Activity
Word for word and without images, transcribe all of the records.

*** Opening Data for the task ***

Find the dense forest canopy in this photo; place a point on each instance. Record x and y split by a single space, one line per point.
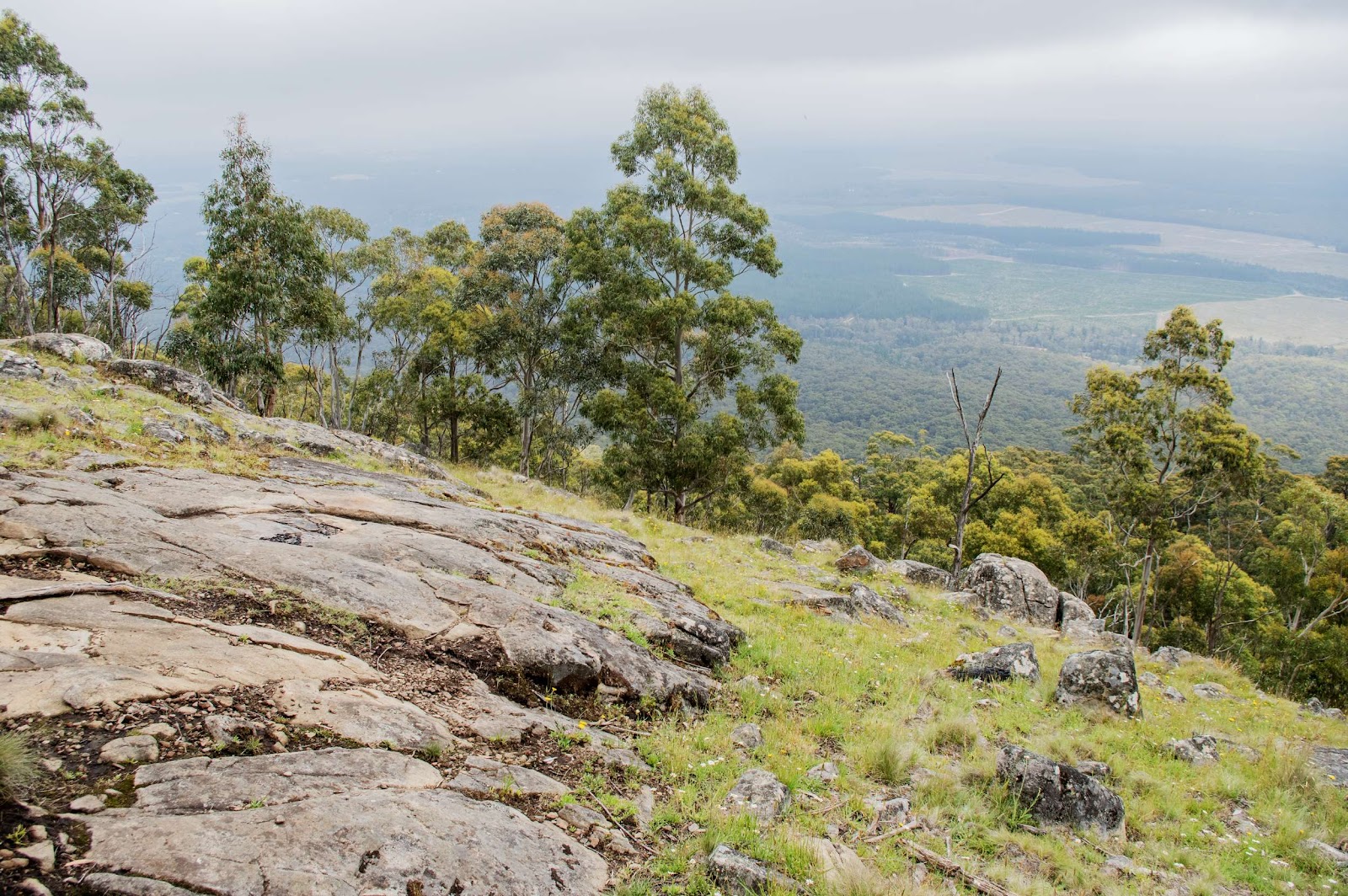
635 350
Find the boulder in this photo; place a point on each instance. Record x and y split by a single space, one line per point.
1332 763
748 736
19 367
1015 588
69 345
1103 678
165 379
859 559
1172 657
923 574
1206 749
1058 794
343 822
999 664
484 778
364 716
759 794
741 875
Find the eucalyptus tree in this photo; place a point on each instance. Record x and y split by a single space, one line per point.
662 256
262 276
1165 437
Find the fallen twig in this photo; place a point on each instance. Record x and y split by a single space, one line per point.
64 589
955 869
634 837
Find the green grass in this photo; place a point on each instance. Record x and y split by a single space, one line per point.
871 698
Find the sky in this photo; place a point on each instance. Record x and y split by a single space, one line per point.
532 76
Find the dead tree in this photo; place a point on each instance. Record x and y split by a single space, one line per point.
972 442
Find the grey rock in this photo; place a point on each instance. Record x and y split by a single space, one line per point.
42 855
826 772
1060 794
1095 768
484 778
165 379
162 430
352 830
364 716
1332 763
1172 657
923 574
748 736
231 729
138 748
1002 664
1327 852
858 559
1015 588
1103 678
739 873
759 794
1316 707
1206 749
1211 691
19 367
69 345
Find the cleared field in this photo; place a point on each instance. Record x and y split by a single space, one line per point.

*** Closing Data for the task ***

Solution for this task
Find the dense forest canopy in this photo; place a point on each instance. Record x and y split by a single space, one line per point.
635 350
Find the boulder in this photo; place a point on each instance. Record x and y split by a single space, one line per point.
1332 763
748 736
19 367
1015 588
69 345
1103 678
165 379
859 559
1172 657
923 574
1206 749
1058 794
343 822
999 664
484 778
364 716
759 794
741 875
Find the eucalyptus tree in this photo; place a point on each instance. Record x and y split by a single space, one line per point.
662 256
262 276
1165 437
Find the fallen twig in this photo; place a point on each instance. Record x and y split by a single space, one line per point.
64 589
955 869
634 837
Find the green grass in this photo; place a point on each instance. Record x and y split by a single space, one line per point.
871 698
Find the sky in this photo; place a point on each instance. Record x and y split by a single space, one line per point.
532 76
Find the dead tree in this photo; place a point on each instance. Record x and y split by a single space, one line per point.
972 442
Find the grey rock in this photo; place a point on each instance. Record x and y split by a single space, one line per point.
42 855
826 772
1060 794
1095 768
484 778
165 379
162 430
352 830
364 716
1332 763
1172 657
923 574
748 736
231 729
138 748
1002 664
1327 852
858 559
1015 588
1103 678
739 873
759 794
1316 707
1206 749
1211 691
19 367
69 345
Find the cleared field in this photo; place a point on each instance. Record x and y split by a single space, one line per point.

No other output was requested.